● TRECHO SELECIONADO:

Todas essas experiências me deram uma visão interessante da vida. Dada toda minha origem, desde os meus avós até a minha criação, creio que ser uma pessoa simples de coração sempre vai ser minha tônica. Naturalmente, se acontecer de passar o resto da vida com alguém, essa pessoa terá de ser simples de coração, definitivamente. E, se essa relação gerar filhos, com certeza esse valor será repassado.

Acredito que essa simplicidade facilita muito nas relações sociais, e ajuda a compreender muitos problemas na sociedade. A partir do momento que você tem um padrão relativamente elevado, mas vê de perto gente abaixo de sua escala social, fica mais fácil pesar as coisas e apontar as direções para a própria vida.

Estar cercado de realidades diferentes mantém a mente aberta, o que dificulta na eterna busca interior para encontrar um meio termo entre egoísmo e altruísmo, ponto este que ando refletindo muito neste ano.

A vida, no fim, é simples. A lição de tudo isso é que, de fato, somos miseráveis. Temos, acima de tudo, necessidades primárias. Nossa intimidade é uma droga, mas é o que somos e, mesmo assim, com educação e respeito ao próximo, a vida pode ser bonita. Eu sei, admito, são palavras clichês, mas, sim, a vida pode ser bonita.

Olhar para baixo faz com que, talvez subliminarmente, valorizemos tudo o que temos. E busquemos sempre melhorar, melhorar, melhorar para fazer da vida uma gangorra progressiva linear.

7 de outubro de 2010

QUALQUER BOBAGEM


Não chegue perto de mim, não precisa falar, não queira me agradar, queira, queira apenas um gole, um sobrevoo pelas avenidas movimentadas de suas perguntas. Não decida, nem pense. Pra quê pensar se o que sente é completo, preenchido, convicto em sombras de árvores amigas, frutos puros, grama verde e garantias vazias.

Não negue, nem se ofereça. Não queira se guardar, não queira se mostrar. Queira, queira. Flutue pelas idéias alheias. Dissemine suas verdades construídas em quociente alto, mente vasta e vasos quebrados. Navegue até certo ponto porque o resto é acaso.

● REGISTROS EXIBIDOS:
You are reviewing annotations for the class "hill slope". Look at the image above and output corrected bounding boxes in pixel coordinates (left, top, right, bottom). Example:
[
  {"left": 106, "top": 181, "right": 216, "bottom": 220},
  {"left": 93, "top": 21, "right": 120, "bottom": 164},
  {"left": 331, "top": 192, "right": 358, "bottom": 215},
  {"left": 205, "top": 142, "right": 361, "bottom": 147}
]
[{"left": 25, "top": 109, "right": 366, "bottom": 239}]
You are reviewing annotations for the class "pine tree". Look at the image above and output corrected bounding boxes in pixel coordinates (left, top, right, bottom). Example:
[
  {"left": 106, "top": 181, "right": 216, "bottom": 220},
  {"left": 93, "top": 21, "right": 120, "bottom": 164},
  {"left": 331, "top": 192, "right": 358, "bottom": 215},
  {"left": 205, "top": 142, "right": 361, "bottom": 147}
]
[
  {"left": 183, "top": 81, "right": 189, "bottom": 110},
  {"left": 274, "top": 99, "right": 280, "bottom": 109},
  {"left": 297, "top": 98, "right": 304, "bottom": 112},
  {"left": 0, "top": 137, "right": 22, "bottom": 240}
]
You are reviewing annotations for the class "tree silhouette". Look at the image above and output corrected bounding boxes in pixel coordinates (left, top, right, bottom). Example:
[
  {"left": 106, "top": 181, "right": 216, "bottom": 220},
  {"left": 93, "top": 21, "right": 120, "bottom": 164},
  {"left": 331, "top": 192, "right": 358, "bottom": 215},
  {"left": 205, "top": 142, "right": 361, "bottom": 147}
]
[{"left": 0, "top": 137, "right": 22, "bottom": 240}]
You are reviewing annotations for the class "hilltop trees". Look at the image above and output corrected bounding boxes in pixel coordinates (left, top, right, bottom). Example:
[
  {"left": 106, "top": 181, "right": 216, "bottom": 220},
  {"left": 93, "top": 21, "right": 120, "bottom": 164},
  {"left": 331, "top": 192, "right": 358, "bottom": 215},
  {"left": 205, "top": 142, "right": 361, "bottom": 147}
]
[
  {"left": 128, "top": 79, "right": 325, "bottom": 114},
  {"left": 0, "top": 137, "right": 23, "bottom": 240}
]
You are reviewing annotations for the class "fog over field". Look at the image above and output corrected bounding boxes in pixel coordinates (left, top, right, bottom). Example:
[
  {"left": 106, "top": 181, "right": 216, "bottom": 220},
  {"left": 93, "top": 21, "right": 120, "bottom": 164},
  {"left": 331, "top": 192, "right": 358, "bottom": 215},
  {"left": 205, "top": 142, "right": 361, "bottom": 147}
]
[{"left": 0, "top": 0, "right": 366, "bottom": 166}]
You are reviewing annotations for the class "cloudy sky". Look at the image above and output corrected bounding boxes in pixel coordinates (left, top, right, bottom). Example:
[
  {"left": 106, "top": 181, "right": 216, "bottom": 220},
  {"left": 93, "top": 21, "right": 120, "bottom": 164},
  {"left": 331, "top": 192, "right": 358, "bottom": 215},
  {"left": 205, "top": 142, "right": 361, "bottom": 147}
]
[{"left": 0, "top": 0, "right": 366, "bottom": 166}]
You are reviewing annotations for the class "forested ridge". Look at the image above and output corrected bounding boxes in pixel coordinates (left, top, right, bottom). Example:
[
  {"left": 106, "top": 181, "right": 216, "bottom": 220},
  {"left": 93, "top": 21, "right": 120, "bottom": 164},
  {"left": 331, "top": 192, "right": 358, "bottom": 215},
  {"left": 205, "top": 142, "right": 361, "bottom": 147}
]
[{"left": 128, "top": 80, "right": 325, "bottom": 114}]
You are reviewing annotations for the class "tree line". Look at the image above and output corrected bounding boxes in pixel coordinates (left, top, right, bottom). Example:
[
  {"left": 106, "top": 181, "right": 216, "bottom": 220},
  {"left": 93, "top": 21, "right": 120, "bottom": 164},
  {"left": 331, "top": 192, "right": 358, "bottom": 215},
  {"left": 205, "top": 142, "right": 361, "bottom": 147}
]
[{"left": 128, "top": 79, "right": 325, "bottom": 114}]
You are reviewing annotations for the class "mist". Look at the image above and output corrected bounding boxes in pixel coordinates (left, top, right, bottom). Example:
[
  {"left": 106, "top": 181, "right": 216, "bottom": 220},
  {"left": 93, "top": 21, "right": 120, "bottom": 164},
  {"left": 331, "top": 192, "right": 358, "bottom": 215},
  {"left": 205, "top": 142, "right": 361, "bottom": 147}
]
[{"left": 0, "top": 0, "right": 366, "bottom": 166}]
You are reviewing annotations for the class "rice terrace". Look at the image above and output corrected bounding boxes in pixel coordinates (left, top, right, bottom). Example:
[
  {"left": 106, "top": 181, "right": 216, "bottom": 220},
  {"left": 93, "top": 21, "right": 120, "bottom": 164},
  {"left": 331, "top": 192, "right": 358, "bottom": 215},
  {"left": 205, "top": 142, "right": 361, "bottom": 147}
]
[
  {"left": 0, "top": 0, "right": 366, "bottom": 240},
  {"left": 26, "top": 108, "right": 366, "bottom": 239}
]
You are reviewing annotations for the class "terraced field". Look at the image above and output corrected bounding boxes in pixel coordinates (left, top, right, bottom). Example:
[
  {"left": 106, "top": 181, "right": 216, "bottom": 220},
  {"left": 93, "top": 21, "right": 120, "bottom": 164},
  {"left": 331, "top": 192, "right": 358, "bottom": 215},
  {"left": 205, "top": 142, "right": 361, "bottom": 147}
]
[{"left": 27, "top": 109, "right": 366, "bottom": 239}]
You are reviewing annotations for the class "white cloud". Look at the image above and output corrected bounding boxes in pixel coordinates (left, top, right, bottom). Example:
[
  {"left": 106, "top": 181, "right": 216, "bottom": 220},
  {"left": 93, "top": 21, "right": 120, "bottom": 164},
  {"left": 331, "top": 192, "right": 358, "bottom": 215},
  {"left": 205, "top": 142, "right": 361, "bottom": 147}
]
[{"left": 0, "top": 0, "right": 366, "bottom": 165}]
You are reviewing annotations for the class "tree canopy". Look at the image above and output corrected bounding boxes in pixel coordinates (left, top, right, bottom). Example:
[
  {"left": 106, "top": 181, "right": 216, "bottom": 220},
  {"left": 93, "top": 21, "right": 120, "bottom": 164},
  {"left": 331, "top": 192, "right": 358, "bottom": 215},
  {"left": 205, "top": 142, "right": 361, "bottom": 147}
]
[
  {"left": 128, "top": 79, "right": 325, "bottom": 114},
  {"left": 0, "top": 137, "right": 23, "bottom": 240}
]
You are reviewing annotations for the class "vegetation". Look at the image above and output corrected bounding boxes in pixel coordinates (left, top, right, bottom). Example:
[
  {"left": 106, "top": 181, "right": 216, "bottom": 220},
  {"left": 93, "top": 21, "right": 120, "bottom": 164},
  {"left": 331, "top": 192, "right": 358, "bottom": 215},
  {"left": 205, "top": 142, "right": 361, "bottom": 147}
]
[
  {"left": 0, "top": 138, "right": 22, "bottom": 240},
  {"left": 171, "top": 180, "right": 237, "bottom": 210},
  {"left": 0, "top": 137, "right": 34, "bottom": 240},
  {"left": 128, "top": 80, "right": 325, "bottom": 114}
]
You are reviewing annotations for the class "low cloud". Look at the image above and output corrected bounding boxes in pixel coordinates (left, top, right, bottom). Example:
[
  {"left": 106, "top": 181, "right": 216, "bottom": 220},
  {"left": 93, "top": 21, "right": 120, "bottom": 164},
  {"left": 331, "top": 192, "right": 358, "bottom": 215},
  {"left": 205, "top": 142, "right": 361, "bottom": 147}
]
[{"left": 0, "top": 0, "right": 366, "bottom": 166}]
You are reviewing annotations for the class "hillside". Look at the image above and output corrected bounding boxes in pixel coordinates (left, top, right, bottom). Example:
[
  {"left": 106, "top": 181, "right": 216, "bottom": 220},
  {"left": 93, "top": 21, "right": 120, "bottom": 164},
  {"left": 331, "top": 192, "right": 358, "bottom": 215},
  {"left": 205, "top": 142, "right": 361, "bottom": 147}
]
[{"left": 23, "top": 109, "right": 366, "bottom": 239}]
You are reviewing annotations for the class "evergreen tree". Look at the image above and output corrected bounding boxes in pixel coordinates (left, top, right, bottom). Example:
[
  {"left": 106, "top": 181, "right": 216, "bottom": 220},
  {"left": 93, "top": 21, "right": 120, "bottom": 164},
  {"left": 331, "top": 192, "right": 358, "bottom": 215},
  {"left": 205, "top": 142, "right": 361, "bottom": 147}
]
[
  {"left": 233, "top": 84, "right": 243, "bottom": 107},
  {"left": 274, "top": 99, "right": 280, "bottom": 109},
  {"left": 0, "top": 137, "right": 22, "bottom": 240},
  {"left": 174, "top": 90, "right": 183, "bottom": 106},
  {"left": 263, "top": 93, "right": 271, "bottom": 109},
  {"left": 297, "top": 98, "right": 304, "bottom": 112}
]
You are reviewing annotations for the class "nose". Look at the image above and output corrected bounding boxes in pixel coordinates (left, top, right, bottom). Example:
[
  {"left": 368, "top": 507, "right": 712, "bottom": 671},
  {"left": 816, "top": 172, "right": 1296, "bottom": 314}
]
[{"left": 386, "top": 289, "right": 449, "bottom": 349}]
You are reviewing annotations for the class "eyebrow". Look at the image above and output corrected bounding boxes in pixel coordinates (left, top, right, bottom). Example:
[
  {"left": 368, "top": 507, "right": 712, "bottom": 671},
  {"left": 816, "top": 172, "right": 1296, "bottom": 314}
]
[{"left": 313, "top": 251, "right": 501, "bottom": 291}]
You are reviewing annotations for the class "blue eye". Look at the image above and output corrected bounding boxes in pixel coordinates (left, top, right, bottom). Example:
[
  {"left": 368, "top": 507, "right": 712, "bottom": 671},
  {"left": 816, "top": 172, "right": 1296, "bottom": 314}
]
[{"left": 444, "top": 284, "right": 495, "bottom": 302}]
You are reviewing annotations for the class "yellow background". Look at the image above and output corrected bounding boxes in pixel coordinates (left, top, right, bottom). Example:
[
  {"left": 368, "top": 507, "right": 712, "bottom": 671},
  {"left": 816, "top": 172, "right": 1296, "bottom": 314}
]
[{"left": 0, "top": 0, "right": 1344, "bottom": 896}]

● TAREFA 1: Como ficaria, em versão mais curta, o parágrafo do trecho selecionado que começa com "Acredito que essa simplicidade", sem perder seus fatos principais?
● TAREFA 2: Prossiga o trecho selecionado depois de "Navegue até certo ponto porque o resto é acaso", no mesmo tom e estilo.

● RESPOSTA DA TAREFA 1: A simplicidade facilita as relações sociais e ajuda a entender muitos problemas da sociedade. Quem tem um padrão relativamente elevado, mas vê de perto pessoas abaixo de sua escala social, consegue pesar melhor as coisas e apontar direções para a própria vida.

● RESPOSTA DA TAREFA 2:
Escute esta canção ou qualquer bobagem. Entorte sua cartilagem para ouvir de novo, ainda que não seja a solução. Gesticule, use a mão, mas nem sempre ouça o coração. Sei lá! Com toda essa mudança de rotina, de marchas, de vida, não preciso de mais nada, nem problemas, nem atenção. Ama-me ou deixe-me em paz.

Deixe-me com minhas sobras de sabedoria para guardar o que penso da vida. Caso contrário, palavras são perdidas, letras se esvaziam em desabafo danoso e petições em descaso culposo. Hoje descobri que andar sozinho é guardar tudo no coração. Saber pra onde ir é apontar a própria direção. A sua opinião é muito importante para nós, mas não dependo disso para desatar meus nós.

6 de outubro de 2010

DEPOIS DAS SEIS


Por Cinthia Montagner (@cinthiamtg) e Mariel Moura (@marielmoura)

Escadas da Cásper. Ladeiras da Augusta. Os ladrinhos paulistanos pretos e brancos tão famosos, hoje substituídos pelo liso concreto moderno. Os bons tempos se foram. As nuvens dos dias passados viraram abstrato, substrato de lágrimas. Os guichês, os bailes, as margaridas nascidas em anos vazios. As calçadas vazias. A cidade respira, invadida: perdeu a paulistanidade das praças, os cumprimentos singelos pela manhã, os passeios largos, as carícias das mesas e as ruas repletas de gentileza.

De todas as épocas, o que sobra é a garoa. A cidade vive desde sempre esse auge sem-identidade tão universal. As pessoas aqui não tem medo, revigoram o tempo inteiro o vigor de suas capacidades, redobram a coragem e se recolhem quando a alma está isolada após uma tempestade de nervos numa tarde pesada.

Aqui, os anos não existem: correm as semanas, as horas, os carros parados que cedo ou tarde insistimos em guiar. Lugar de gente fácil de convencer e comprar. Lugar de noites de inverno ardente, romances frios, corpos inquietos, mentes caladas e corações incertos guiados por motoristas ariscos em horário de pico.

A chuva bate na janela, os pingos emitem sons de sono, de cimento em pilhas que circundam a vida dos amantes silenciados nos quartos. Faz parte de todo habitante essas terras escondidas sob piche quente, ondulado, ora inferno, ora tapete.

Quem é de éssepê vive cercado de riqueza, adora a instantaneidade dos momentos, mas nunca estão satisfeitos. As almas se elevam à medida que o tempo passa e diminuem as parcelas, as doenças, os seguros e as mazelas.